#### Selection:

——

How to mount a cdrom
Make sure the cdrom is inserted
Make sure the cdrom drive is properly identified
lsdev -Cc cdrom
Mount the cdrom
mount -v cdrfs -r /dev/cd0 /cdrom

Dump Space

The system dump facility copies critical information to the dump device when a system crash occurs.  This information is critical for determing the cause of the crash.

sysdumpdev -l  <-- shows where the system dump location currently is located.

sysdumpdev -P -p /dev/hd9   <-- changes the primary dump device to hd9

sysdumpdev -e   <-- estimates the size of the current dump

smitty dump   <-- access dump configuration through smit

Procedure for manually peforming a system dump
Using Commands
sysdumpstart
smit dump
Using special key sequence
Key in SERVICE mode
<CTRL><ALT><NUMPAD1> or K<CTRL><ALT><NUMPAD2>
Using the reset button
Key in SERVICE mode
Press the reset button once
Procedure to verify a system dump
Find out the name of the dump file
sysdumpdev -L
Run the crash command
crash <Dump copy filename>  or crash <Dump Device Name>
crash will provide a ">" prompt, stat and quit are commands of crash
>stat
If the dump is successful, then you will see statistics of the dump
>quit
Procedure to generate a system dump using snap
snap -gfkDNcd <directory to store snap file>
-g  <--  gets output of the lslpp -hBc command
-f   <--  gets system information
-k  <--  gets kernel information
-D  <--  gets dump and /unix information
-N  <--  does  not check for free space
-c  <--  creates a compressed pax image of all the files in the directory
-d  <--  allows the destination directory to specified, rather than the default of  /tmp/ibmsupt

Filesystems

Additional information in the file aix-lvm.html.

——

Please copy the part of the system administration notes that opens with the words containing "The system dump facility" and closes with "currently is located.", substituting "essential" for "critical". You won't need the entries.

——

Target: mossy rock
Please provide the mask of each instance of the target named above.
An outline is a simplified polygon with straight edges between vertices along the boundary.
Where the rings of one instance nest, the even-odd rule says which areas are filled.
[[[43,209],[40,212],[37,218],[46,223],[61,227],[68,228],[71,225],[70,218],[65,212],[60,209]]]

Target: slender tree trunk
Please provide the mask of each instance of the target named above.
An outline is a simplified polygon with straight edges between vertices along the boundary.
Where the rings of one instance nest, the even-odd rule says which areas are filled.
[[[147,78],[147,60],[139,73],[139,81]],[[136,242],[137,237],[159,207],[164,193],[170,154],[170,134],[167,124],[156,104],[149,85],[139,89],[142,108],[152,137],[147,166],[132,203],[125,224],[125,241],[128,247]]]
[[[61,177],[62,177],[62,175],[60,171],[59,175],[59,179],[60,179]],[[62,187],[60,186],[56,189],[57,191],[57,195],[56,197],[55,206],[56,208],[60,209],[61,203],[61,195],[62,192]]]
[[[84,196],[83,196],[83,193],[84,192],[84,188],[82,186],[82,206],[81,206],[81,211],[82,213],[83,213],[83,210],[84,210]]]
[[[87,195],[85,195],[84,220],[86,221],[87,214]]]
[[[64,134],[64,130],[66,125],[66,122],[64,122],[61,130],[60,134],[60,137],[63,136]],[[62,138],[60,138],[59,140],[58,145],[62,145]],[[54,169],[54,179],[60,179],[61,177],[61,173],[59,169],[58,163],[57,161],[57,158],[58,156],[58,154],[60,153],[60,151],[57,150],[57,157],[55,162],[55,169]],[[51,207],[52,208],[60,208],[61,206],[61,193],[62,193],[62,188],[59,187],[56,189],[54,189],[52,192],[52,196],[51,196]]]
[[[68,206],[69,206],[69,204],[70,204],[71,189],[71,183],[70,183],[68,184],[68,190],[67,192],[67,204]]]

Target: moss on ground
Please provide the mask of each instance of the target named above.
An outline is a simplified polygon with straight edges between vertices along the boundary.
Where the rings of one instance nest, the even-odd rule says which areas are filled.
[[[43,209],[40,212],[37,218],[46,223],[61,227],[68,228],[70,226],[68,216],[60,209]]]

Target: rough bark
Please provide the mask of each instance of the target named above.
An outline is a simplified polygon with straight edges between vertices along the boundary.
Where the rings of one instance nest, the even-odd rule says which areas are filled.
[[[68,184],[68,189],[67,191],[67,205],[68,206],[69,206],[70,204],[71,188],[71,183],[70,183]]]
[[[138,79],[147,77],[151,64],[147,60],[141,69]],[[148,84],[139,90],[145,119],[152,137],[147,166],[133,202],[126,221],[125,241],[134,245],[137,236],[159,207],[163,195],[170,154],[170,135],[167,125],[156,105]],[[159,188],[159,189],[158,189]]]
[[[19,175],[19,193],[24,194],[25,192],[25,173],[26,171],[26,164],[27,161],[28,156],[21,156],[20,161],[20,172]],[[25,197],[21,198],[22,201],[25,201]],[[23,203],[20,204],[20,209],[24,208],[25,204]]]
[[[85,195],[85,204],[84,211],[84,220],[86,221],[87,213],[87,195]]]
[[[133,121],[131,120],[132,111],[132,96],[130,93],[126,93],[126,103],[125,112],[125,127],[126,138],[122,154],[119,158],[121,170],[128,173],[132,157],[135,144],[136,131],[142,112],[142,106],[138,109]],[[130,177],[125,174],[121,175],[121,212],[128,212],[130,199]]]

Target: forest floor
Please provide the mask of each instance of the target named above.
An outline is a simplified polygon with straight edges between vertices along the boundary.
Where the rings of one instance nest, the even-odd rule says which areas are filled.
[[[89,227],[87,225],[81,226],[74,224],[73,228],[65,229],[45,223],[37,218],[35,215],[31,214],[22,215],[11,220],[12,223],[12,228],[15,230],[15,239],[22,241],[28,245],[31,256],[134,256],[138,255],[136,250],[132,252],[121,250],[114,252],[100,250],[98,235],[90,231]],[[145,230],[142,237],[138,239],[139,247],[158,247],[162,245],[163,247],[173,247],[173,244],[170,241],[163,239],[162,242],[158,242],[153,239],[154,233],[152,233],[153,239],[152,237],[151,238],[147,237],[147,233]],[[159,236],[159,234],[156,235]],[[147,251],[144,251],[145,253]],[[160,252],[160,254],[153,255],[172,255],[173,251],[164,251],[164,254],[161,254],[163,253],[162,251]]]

——

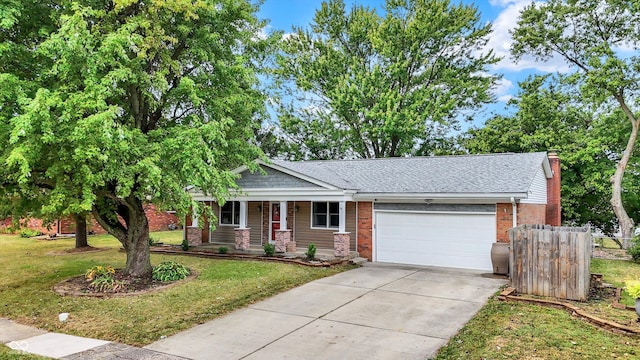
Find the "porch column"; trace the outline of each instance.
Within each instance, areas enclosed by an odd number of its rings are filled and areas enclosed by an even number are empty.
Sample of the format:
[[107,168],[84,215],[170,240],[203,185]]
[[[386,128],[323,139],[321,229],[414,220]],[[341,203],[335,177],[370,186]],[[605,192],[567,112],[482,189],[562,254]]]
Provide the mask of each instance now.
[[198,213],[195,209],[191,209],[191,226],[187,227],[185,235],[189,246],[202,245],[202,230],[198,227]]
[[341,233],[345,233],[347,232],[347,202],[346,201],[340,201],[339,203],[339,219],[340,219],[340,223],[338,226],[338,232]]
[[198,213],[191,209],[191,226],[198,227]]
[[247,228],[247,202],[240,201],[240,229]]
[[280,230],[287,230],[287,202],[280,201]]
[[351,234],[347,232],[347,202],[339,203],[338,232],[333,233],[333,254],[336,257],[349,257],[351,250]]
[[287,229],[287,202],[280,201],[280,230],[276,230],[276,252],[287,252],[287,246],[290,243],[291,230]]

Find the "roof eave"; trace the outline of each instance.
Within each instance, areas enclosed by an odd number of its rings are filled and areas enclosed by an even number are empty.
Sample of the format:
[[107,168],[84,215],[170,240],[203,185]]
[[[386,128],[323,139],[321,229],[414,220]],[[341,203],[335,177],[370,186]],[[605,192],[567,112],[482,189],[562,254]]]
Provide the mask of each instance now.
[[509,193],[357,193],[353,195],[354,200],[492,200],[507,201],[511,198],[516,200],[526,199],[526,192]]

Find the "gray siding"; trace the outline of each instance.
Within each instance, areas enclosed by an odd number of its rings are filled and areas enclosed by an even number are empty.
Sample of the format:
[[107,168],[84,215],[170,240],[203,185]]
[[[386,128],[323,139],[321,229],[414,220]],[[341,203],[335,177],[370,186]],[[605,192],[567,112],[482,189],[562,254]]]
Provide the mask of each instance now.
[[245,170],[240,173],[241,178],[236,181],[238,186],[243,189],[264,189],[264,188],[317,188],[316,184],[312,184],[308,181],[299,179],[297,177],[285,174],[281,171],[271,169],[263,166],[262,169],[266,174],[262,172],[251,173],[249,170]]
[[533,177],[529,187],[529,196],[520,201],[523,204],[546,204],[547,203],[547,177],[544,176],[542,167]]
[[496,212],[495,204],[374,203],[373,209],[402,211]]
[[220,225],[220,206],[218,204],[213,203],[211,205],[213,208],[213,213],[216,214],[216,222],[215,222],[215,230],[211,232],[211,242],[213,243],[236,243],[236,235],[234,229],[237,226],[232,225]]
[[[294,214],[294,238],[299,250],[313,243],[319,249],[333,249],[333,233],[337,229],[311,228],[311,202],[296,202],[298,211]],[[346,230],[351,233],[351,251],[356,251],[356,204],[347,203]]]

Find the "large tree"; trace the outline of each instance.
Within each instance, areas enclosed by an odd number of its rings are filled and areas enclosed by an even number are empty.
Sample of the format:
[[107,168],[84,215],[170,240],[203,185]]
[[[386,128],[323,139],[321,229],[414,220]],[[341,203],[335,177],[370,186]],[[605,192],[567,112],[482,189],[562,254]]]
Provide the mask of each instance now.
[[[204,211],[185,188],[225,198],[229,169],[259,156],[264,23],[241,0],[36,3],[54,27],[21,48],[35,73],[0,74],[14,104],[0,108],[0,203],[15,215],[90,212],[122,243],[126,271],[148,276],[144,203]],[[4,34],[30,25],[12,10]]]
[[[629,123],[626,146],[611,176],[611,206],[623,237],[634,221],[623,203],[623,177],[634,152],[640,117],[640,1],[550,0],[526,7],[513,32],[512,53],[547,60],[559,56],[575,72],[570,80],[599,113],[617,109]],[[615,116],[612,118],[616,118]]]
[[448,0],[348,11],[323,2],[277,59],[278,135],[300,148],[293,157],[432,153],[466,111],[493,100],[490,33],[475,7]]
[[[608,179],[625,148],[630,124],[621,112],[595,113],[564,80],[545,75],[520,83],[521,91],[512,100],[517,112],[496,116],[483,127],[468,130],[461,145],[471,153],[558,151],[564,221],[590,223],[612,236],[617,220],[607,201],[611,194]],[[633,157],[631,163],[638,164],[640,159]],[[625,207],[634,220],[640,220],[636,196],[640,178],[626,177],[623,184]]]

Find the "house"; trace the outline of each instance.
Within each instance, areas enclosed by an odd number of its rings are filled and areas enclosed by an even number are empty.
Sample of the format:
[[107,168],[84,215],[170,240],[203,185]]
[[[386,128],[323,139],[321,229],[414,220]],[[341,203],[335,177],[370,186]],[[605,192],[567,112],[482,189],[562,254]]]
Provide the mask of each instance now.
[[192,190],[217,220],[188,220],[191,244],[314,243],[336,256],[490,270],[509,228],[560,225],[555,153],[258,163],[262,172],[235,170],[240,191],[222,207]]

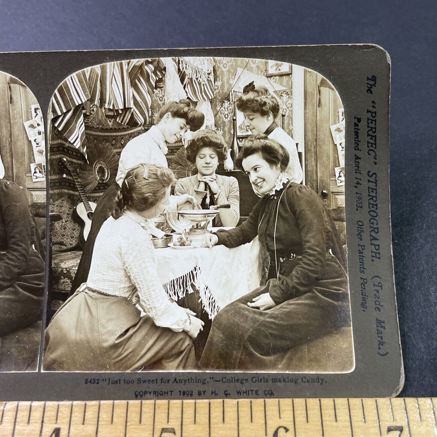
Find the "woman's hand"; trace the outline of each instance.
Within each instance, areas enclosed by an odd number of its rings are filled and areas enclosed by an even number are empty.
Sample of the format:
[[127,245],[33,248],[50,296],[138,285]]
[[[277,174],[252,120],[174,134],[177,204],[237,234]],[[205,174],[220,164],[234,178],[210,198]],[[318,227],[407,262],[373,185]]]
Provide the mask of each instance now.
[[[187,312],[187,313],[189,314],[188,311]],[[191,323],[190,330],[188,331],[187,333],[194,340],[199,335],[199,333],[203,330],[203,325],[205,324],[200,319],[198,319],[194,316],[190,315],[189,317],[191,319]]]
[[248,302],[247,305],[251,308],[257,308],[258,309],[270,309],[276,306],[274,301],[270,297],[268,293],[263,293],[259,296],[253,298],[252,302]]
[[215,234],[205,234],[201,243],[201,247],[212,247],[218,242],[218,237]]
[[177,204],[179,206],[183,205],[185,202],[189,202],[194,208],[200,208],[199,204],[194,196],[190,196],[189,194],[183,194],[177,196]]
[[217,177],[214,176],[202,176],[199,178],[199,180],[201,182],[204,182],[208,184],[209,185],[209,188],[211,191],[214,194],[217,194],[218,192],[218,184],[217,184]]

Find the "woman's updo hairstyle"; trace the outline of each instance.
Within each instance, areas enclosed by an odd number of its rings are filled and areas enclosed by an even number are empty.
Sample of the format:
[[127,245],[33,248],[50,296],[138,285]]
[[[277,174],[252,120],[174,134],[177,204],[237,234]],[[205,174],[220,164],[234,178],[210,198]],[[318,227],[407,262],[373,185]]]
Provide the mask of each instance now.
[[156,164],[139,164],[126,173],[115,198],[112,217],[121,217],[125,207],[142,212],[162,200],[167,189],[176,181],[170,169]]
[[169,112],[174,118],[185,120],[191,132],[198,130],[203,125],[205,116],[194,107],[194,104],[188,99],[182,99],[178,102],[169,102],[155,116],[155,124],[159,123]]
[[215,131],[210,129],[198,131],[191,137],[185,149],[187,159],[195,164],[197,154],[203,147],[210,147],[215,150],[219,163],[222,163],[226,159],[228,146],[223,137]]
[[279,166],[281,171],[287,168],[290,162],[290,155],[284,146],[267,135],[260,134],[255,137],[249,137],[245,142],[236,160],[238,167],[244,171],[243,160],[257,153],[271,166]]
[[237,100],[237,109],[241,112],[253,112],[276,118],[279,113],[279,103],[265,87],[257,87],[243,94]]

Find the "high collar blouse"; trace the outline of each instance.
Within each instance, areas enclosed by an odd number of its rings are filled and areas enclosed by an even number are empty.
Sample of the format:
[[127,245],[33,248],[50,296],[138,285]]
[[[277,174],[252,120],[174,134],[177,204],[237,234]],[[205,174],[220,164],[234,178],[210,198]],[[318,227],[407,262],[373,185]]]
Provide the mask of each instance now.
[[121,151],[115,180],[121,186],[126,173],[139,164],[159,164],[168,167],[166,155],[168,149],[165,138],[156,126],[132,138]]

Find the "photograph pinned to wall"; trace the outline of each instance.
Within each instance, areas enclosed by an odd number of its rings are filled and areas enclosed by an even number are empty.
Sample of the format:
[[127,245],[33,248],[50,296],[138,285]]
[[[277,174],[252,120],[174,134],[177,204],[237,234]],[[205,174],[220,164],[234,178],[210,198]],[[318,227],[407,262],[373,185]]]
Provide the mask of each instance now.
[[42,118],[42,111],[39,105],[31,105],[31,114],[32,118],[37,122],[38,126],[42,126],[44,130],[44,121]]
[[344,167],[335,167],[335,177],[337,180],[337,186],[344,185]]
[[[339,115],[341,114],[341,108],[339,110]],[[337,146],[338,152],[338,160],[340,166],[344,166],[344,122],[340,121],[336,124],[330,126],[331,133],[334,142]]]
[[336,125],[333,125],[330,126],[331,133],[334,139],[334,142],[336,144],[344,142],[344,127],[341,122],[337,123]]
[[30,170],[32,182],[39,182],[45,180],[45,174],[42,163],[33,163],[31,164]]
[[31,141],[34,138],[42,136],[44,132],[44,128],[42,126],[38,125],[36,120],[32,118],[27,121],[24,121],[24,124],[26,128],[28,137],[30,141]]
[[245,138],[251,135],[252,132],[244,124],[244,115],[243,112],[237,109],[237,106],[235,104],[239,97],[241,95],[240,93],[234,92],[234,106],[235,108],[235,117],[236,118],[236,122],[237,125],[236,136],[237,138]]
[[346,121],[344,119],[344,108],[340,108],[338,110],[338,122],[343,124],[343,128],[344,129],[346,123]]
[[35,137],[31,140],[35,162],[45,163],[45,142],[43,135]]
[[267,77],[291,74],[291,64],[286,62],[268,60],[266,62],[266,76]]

——

#### Answer for this exercise:
The system dump facility copies essential information to the dump device when a system crash occurs.  This information is essential for determing the cause of the crash.

sysdumpdev -l  <-- shows where the system dump location currently is located.